Promouvoir l’écosystème de l’ iconomie entrepreneuriale

Chaque révolution industrielle entraîne une série de mutations : en termes de transports, d’échanges des informations et des idées, en termes d’éducation, d’urbanisation, d’éducation et de relations sociales, et d’assimilation des innovations par l’ensemble des entreprises qui impacte l’évolution de la productivité globale des facteurs (PGF) et la croissance potentielle. Ce débat a d’ailleurs été relancé en France par une étude préparatoire du Conseil d’Analyse économique (CAE) qui abaisse la croissance potentielle de notre pays de 1,6% par an à 0,9% par an. Un cercle vicieux s’est enclenché où la faiblesse des marges de l’industrie réduit la capacité des entreprises à investir ; en retour, la faiblesse de l’investissement sophistiqué de l’industrie contribue à l’affaiblissement des marges bénéficiaires. La troisième révolution industrielle qui s’annonce combine ainsi le développement de l’informatique et d’Internet avec l’avènement de l’économie entrepreneuriale fondée sur l’innovation. Dans ce type d’économie (qui devrait « balayer les vieilles structures productives dans les dix ans qui viennent »), les interactions entre investisseurs capital-risqueurs, entrepreneurs et chercheurs vont devenir stratégiques, et la création de valeur ajoutée va passer par l’essor des NBIC : N pour les nanotechnologies, B pour les biotechnologies, I pour les technologies de l’information et de la communication, et C pour les technologies cognitives centrées sur le cerveau. Pour porter cette révolution productive, il faudra notamment des circuits financiers performants (une « finance entrepreneuriale »), et posséder une place financière puissante dans un monde global, en termes de capacité à gérer l’information et les risques, et à innover pour répondre aux besoins nouveaux de financement et d’assurance contre le risque.

[Enregistrements de pointage d'objets sur photos]
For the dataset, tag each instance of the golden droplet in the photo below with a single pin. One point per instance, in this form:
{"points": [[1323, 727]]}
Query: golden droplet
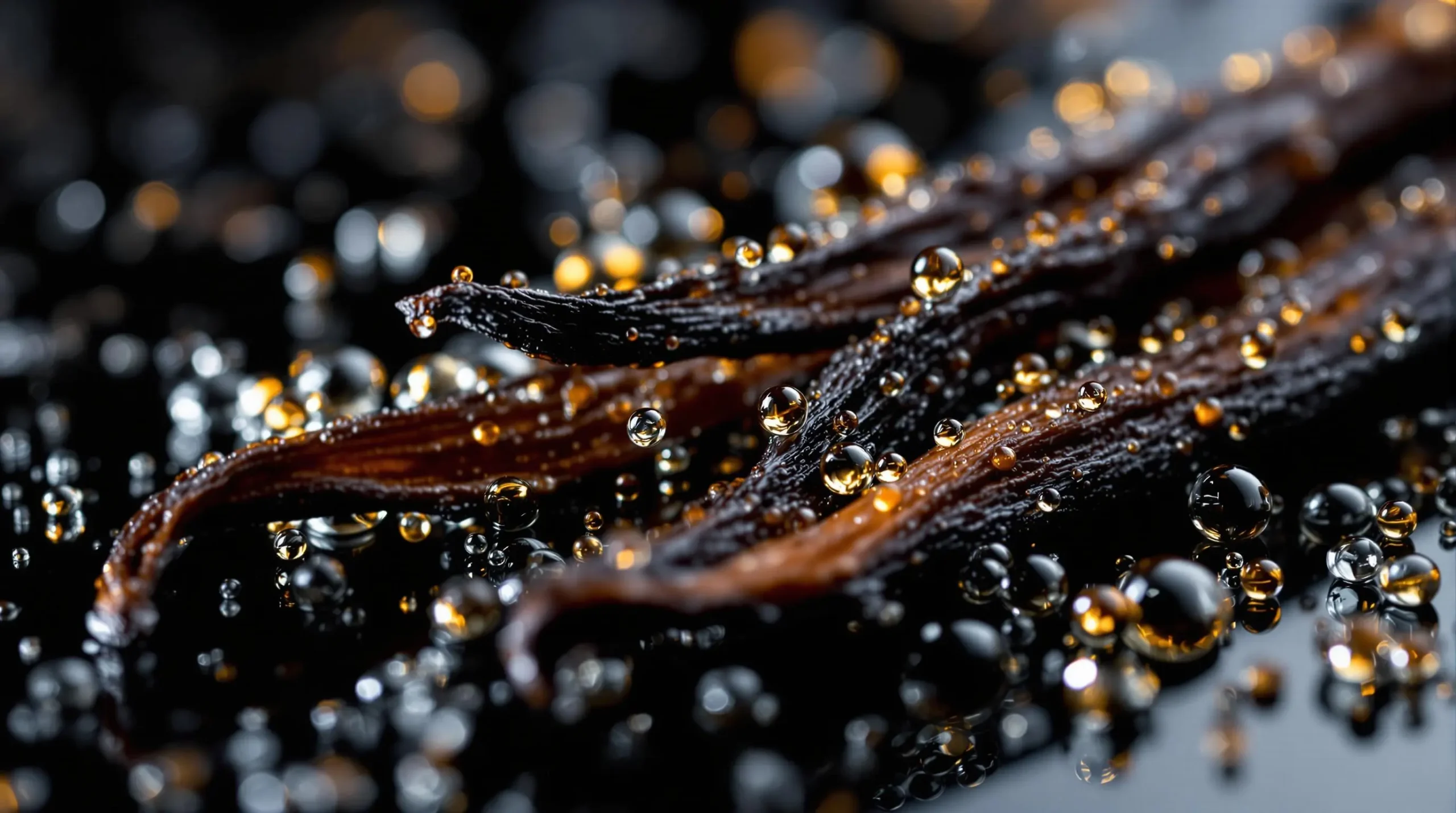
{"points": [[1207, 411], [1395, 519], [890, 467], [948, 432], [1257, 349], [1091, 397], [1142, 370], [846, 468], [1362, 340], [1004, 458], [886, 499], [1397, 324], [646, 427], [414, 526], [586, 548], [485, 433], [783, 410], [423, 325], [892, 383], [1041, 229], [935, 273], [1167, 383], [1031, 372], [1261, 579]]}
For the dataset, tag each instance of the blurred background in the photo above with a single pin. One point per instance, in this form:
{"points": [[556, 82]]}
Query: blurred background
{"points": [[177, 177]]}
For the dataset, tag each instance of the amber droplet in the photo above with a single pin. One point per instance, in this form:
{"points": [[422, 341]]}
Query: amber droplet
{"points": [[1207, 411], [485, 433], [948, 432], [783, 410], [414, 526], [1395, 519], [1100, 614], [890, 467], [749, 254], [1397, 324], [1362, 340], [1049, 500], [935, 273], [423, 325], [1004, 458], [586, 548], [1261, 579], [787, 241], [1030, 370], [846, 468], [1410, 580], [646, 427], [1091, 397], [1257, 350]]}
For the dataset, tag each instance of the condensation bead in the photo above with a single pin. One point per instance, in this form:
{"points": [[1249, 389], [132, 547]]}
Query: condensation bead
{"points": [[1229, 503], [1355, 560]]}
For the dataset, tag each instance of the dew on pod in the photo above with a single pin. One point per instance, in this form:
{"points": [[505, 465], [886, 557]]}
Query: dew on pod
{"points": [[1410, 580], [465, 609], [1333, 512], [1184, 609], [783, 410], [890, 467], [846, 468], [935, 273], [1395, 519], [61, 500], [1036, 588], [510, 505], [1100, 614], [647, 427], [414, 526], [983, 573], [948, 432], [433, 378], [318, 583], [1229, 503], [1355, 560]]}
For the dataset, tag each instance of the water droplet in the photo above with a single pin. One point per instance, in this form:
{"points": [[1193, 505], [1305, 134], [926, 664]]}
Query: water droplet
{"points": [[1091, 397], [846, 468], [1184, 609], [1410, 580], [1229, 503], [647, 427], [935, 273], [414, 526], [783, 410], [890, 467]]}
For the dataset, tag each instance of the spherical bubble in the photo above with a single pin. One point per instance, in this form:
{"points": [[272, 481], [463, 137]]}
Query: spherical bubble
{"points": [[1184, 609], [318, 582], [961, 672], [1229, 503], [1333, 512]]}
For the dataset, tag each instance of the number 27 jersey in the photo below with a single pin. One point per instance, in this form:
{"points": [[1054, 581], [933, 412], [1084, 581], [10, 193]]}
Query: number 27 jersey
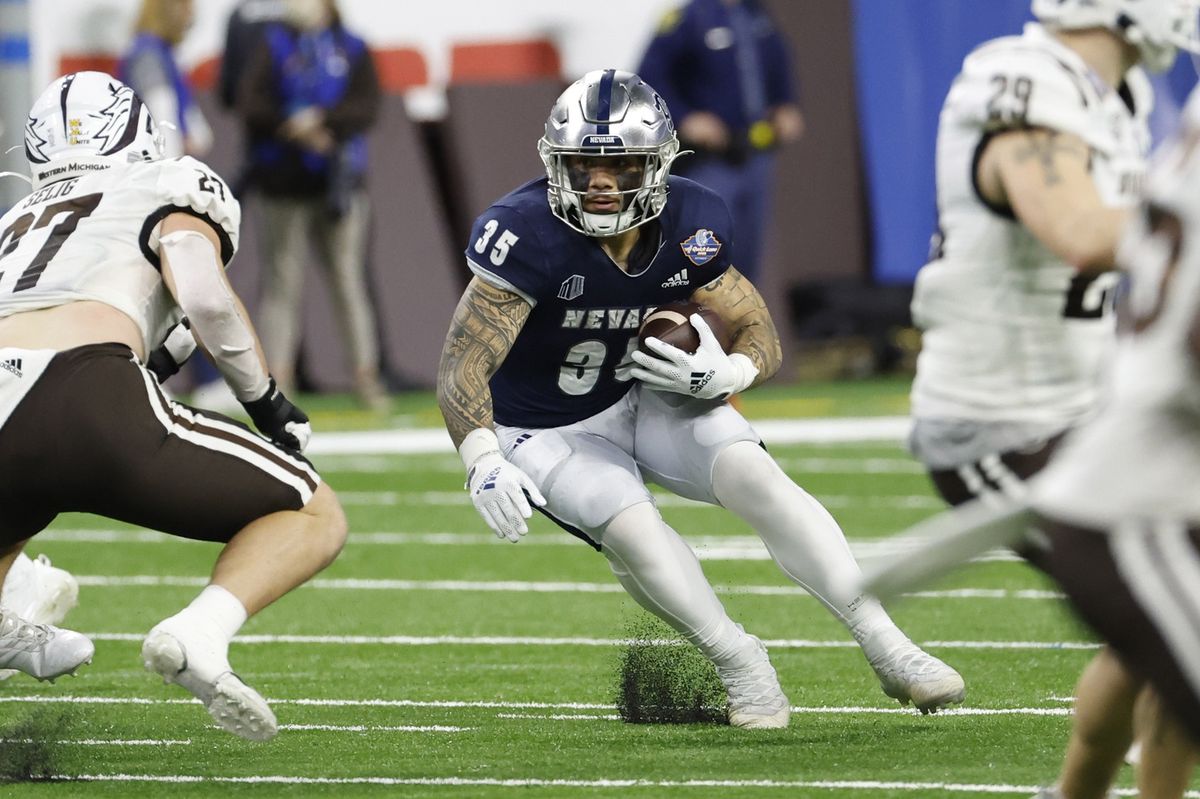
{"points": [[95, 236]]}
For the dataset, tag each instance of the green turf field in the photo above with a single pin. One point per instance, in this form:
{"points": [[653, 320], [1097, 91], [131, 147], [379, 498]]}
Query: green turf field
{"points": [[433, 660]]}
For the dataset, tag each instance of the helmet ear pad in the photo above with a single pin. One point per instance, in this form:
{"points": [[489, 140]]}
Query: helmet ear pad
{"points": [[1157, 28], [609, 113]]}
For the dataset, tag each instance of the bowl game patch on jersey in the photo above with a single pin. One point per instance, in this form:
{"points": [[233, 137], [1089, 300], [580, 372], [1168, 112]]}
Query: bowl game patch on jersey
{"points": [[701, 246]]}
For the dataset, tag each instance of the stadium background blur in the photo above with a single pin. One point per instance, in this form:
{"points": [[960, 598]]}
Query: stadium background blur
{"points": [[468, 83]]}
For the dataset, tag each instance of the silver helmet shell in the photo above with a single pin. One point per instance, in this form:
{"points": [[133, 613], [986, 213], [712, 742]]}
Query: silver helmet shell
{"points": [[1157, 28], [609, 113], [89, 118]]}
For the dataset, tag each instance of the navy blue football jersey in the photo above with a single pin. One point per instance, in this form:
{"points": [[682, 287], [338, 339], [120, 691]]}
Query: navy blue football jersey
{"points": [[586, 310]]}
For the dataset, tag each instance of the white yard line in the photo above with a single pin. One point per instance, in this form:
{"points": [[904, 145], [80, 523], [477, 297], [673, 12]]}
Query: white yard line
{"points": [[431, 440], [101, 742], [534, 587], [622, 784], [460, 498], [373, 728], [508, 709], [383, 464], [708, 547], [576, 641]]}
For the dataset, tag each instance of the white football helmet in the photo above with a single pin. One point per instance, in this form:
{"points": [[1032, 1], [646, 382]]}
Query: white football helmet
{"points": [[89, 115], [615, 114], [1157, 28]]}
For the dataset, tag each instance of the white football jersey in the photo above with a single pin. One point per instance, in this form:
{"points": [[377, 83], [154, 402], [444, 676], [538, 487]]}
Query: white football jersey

→ **Consignes**:
A. Pourriez-vous réécrire sous forme de liste concise le paragraphe du texte sur l'iconomie entrepreneuriale qui commence par « Chaque révolution industrielle entraîne », en conservant ses faits principaux ?
B. Quelles technologies désigne le sigle NBIC dans le texte sur l'iconomie entrepreneuriale ?
C. Poursuivez le texte sur l'iconomie entrepreneuriale à partir de sa dernière phrase.
Les enregistrements n'ont aucun lien avec le texte sur l'iconomie entrepreneuriale.

→ **Réponses attendues**:
A.
- Chaque révolution industrielle transforme les transports, les échanges d'informations et d'idées, l'éducation, l'urbanisation et les relations sociales. Elle transforme aussi l'assimilation des innovations par les entreprises, qui influe sur la productivité globale des facteurs (PGF) et la croissance potentielle.
- Une étude préparatoire du Conseil d'Analyse économique (CAE) abaisse la croissance potentielle de la France de 1,6 % à 0,9 % par an.
- Un cercle vicieux s'est installé : la faiblesse des marges de l'industrie limite l'investissement, et la faiblesse de l'investissement sophistiqué affaiblit à son tour les marges.
- La troisième révolution industrielle associe l'informatique et Internet à une économie entrepreneuriale fondée sur l'innovation.
- Dans cette économie, les interactions entre capital-risqueurs, entrepreneurs et chercheurs deviennent stratégiques.
- La création de valeur ajoutée passera par l'essor des NBIC.
- Cette révolution exige une « finance entrepreneuriale » performante. Elle exige aussi une place financière puissante, capable de gérer l'information et les risques et d'innover en matière de financement et d'assurance contre le risque.

B.
- N : les nanotechnologies
- B : les biotechnologies
- I : les technologies de l'information et de la communication
- C : les technologies cognitives centrées sur le cerveau

C.
La globalisation des échanges va immanquablement accentuer la métropolisation de l’économie, avec une agglomération croissante des activités dans les grandes villes (ces attracteurs de flux humains, financiers, scientifiques, culturels, technologiques) : il s’agira ainsi de favoriser la mobilité des personnes et mettre en œuvre des politiques publiques ambitieuses aptes à éviter les problèmes de congestion des centres urbains, d’envolée des prix du logement, etc. pour éviter la cassure entre une « France des métropoles » connectée à l’économie-monde, et une « France périphérique » reléguée et qui concentre toutes les difficultés sociales. Aux côtés de l’Etat régalien (qui assure la sécurité des biens et des personnes) et de l’Etat Providence rénové (qui protège les individus contre les grands risques sociaux liés à la vie), Christian Saint-Etienne plaide ainsi pour un « Etat stratège », chargé de s’assurer que la collectivité nationale dispose bien des infrastructures et des capacités compétitives lui permettant de développer le niveau de vie et le bien-être de la population dans le moyen/long terme.

Comment construire la France 3.0 ?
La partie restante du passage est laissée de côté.